Tuesday, 30 September 2008
Monday, 29 September 2008
Sunday, 28 September 2008
Saturday, 27 September 2008
It appears (http://www.guardian.co.uk/politics/2008/sep/27/1) that the Horse chestnut (Aesculus hippocastanum) is doomed. A leaf miner from the continent has caused a bacterial infection that destroys the trees.
Some of the more striking sightings on the Dorset field course included real Red squirrel (Sciurus vulgaris) and a meeting with a bogus badger (to advertise 'Autumn Watch' coming soon to Brownsea). Also saw 'underground mutton' (Oryctolagus cuniculus) coming in to feed at Weymouth Sealife Park. Also lots of late Red admiral (Vanessa atalanta) and Comma (Polygonia c-album) butterflies basking in the maze at Abbotsbury.

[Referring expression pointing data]
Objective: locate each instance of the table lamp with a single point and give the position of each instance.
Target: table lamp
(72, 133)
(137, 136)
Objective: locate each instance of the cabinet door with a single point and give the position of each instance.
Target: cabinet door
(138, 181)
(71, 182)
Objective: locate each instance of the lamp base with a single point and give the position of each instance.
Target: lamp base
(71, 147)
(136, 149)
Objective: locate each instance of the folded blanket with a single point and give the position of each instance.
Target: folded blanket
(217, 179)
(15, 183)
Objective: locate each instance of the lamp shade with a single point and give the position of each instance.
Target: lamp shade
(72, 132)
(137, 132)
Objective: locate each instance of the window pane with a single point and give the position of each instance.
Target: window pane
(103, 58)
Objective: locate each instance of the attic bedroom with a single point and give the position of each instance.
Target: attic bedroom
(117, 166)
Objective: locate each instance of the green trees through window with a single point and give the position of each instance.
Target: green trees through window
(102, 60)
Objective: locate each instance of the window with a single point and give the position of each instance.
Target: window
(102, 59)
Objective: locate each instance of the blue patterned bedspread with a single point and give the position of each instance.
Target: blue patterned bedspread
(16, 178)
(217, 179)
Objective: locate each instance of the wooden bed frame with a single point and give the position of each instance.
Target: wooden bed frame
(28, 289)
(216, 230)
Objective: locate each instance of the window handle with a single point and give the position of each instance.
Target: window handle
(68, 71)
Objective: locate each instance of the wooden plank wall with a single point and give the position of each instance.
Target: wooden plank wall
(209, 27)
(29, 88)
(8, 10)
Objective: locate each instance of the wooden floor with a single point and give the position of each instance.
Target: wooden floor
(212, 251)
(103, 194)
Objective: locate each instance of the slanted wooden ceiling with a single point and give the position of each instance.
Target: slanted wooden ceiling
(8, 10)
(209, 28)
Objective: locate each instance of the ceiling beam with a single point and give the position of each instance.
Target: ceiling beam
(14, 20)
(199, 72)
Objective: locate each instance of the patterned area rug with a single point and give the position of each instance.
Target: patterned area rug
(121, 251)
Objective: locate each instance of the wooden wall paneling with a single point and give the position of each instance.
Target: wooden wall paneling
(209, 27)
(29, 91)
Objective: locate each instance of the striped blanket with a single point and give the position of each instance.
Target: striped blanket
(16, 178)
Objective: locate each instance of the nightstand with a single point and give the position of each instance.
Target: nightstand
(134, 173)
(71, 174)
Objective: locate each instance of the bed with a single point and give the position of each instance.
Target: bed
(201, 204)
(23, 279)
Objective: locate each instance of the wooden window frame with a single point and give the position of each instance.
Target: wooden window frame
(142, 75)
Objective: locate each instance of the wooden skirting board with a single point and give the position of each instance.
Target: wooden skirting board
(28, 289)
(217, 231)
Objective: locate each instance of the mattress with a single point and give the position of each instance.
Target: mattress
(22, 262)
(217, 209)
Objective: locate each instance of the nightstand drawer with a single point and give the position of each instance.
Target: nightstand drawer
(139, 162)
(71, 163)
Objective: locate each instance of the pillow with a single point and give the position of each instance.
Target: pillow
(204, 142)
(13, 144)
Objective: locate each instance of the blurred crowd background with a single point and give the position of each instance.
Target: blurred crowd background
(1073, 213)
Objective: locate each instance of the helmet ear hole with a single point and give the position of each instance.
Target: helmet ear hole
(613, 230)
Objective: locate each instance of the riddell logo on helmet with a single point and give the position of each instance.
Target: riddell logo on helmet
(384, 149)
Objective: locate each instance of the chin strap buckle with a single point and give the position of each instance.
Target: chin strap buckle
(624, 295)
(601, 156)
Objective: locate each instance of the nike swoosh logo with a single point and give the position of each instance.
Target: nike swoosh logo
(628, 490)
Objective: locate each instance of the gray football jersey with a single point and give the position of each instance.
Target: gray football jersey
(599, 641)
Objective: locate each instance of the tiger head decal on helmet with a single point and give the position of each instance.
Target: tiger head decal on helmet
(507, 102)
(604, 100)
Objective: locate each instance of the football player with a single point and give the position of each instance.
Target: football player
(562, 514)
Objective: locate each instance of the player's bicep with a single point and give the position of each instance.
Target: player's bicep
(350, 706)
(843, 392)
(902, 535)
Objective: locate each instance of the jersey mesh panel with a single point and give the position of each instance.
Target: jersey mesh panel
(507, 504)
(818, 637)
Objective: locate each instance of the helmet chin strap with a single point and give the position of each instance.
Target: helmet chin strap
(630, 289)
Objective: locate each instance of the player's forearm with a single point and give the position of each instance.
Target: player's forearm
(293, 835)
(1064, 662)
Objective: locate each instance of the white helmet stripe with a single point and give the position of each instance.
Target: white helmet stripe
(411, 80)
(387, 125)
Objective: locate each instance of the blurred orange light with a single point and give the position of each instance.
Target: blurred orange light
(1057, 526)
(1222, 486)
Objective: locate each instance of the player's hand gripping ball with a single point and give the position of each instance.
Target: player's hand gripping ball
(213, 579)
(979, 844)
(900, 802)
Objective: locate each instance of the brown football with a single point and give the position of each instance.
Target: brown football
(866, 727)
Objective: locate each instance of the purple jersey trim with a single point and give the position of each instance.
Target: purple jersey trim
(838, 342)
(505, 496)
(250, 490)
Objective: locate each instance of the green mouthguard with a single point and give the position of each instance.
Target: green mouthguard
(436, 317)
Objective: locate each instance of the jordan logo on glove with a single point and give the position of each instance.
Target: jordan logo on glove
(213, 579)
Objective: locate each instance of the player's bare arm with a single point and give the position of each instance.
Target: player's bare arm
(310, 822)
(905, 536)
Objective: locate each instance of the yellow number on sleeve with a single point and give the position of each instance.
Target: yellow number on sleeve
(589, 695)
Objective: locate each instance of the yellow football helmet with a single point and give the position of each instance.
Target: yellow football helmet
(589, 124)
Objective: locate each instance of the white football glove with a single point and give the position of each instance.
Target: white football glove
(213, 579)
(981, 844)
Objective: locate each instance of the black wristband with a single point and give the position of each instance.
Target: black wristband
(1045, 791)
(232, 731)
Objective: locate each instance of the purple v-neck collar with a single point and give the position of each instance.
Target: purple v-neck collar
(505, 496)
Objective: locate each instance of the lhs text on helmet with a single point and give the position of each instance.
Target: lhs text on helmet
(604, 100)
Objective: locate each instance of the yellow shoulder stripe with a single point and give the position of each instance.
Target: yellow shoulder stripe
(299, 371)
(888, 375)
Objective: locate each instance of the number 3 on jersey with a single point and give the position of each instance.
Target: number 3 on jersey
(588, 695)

Requirement:
Continue the wildlife blog post from the point where it stops.

Expected answer:
Saturday, 20 September 2008
At Golden Grove (Carmarthenshire) things seemed a bit confused in the late sunshine (our 'indian summer'?). Rhododendron (Rhododendron ponticum) and Lesser burdock (Arctium minus) were in flower. Chrysomela populi beetles were mating and a Large white (Pieris brassicae) was feeding from a bramble flower. Birch bracket (Piptoporus betulinus) fungus was much in evidence.
Friday, 19 September 2008
Wednesday, 17 September 2008
There is a report (http://www.guardian.co.uk/environment/2008/sep/17/endangeredspecies.wildlife) that hungry Guillemots nesting on the cliffs of the Isle of May (Scotland) are turning on the chicks of neighbours that have been left alone by their parents (this used to be rare but applied to 60% of chicks last year) and, in some cases, pushing them to their deaths off the cliffs. This seems to be triggered by the 'lonely' chicks wandering off and attempting to solicit food from the neighbours. Some 70% of mortalities resulted from conspecific attack last year. The scientists have suggested that this phenomenon is linked to the declining fish stocks in the region.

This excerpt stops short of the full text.